EXERCISE TEXT:
= = = = =

Bipodtarini is worshiped annually at Mahishilla Colony, Asansol, West Bengal. The ceremony or puja for Bipodtarini was first performed 20 years ago by Phani Bhusan Goswami and his wife Sabitri Goswami. The ceremony is attended by people from the Durgapur, Asansol, Burdwan and Birbhum areas. Maa Bipattarini is indeed revered in both Assam and West Bengal. Devotees seek her blessings during challenging times, believing that she provides protection and guidance. In Assam, Maa Bipattarini is primarily worshipped by the Bengali community.

The celebration goes on for four days. The first day is the aradhana ("worship") of the goddess, followed by two nights of celebrations which include performances of traditional Bengali folk songs, bhajans and kirtans by artists from Bolpur (Shantiniketan) and the Birbhum district. On the fourth day the traditional bisorjon or immersion of the goddess in water is performed.

= = = = =

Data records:
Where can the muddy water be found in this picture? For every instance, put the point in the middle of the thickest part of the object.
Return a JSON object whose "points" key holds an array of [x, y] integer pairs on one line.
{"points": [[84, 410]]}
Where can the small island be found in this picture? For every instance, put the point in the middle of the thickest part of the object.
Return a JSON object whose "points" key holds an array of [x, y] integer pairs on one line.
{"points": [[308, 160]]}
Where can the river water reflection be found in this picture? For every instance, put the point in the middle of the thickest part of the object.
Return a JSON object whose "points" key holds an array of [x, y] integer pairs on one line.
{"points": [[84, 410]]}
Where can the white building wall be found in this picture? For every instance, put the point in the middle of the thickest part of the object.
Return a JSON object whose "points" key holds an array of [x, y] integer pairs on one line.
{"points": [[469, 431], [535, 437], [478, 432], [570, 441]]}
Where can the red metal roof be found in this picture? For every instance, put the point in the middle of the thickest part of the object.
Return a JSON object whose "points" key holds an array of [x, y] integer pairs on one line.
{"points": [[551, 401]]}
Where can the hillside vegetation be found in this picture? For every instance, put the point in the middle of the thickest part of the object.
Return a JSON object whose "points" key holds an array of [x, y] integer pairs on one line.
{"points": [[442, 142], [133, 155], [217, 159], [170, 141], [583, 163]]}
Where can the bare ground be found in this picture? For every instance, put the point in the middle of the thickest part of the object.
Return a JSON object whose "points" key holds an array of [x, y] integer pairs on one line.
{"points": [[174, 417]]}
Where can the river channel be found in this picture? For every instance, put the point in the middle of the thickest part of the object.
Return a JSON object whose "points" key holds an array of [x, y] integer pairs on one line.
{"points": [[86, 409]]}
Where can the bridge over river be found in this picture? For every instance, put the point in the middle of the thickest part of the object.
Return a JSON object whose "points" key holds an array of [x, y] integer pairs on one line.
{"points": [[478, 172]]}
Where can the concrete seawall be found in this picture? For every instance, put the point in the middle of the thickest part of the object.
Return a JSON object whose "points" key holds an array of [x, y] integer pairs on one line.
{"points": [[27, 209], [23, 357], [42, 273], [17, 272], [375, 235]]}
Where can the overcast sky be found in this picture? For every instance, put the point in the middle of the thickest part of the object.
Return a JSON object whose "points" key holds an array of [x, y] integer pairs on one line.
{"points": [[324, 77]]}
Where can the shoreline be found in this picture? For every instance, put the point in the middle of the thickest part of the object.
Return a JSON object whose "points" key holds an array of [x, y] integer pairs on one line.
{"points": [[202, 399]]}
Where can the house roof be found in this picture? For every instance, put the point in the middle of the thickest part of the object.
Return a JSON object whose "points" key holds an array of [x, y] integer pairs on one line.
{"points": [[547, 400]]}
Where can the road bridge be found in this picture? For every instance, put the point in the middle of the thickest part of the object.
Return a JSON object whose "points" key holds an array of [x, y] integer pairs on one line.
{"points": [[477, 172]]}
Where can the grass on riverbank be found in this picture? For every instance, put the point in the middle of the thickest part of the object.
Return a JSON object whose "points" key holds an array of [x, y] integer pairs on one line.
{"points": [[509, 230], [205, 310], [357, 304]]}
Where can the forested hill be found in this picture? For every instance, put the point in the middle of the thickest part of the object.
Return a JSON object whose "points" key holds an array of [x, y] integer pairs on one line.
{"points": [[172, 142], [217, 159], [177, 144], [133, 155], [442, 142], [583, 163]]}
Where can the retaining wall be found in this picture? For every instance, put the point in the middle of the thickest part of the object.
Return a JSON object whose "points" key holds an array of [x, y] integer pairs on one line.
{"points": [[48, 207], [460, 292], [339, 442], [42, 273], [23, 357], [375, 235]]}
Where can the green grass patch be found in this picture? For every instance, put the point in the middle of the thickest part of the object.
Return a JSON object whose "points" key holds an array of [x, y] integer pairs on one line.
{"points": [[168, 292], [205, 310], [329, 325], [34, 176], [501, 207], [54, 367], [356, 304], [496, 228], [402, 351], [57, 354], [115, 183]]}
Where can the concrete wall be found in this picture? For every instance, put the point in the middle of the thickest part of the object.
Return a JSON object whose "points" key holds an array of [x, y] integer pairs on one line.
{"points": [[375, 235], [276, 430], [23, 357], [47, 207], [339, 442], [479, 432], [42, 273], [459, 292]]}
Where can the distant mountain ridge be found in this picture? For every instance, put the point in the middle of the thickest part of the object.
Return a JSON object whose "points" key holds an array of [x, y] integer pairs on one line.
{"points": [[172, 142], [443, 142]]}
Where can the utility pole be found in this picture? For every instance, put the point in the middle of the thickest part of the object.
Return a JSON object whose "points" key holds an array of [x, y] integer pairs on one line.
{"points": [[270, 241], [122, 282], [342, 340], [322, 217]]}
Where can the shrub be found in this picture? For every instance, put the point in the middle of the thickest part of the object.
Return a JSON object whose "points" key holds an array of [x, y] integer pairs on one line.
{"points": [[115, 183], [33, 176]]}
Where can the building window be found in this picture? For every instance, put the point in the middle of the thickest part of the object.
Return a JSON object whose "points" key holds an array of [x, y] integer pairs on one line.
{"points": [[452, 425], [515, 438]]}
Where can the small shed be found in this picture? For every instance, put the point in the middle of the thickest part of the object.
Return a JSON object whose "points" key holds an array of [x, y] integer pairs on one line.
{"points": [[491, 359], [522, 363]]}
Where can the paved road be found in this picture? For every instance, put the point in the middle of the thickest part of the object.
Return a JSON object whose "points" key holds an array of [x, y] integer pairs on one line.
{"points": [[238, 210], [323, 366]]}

= = = = =

WHAT IS REQUIRED: Copy out the passage on the worship of Bipodtarini word for word, in full.

ANSWER SECTION:
Bipodtarini is worshiped annually at Mahishilla Colony, Asansol, West Bengal. The ceremony or puja for Bipodtarini was first performed 20 years ago by Phani Bhusan Goswami and his wife Sabitri Goswami. The ceremony is attended by people from the Durgapur, Asansol, Burdwan and Birbhum areas. Maa Bipattarini is indeed revered in both Assam and West Bengal. Devotees seek her blessings during challenging times, believing that she provides protection and guidance. In Assam, Maa Bipattarini is primarily worshipped by the Bengali community.

The celebration goes on for four days. The first day is the aradhana ("worship") of the goddess, followed by two nights of celebrations which include performances of traditional Bengali folk songs, bhajans and kirtans by artists from Bolpur (Shantiniketan) and the Birbhum district. On the fourth day the traditional bisorjon or immersion of the goddess in water is performed.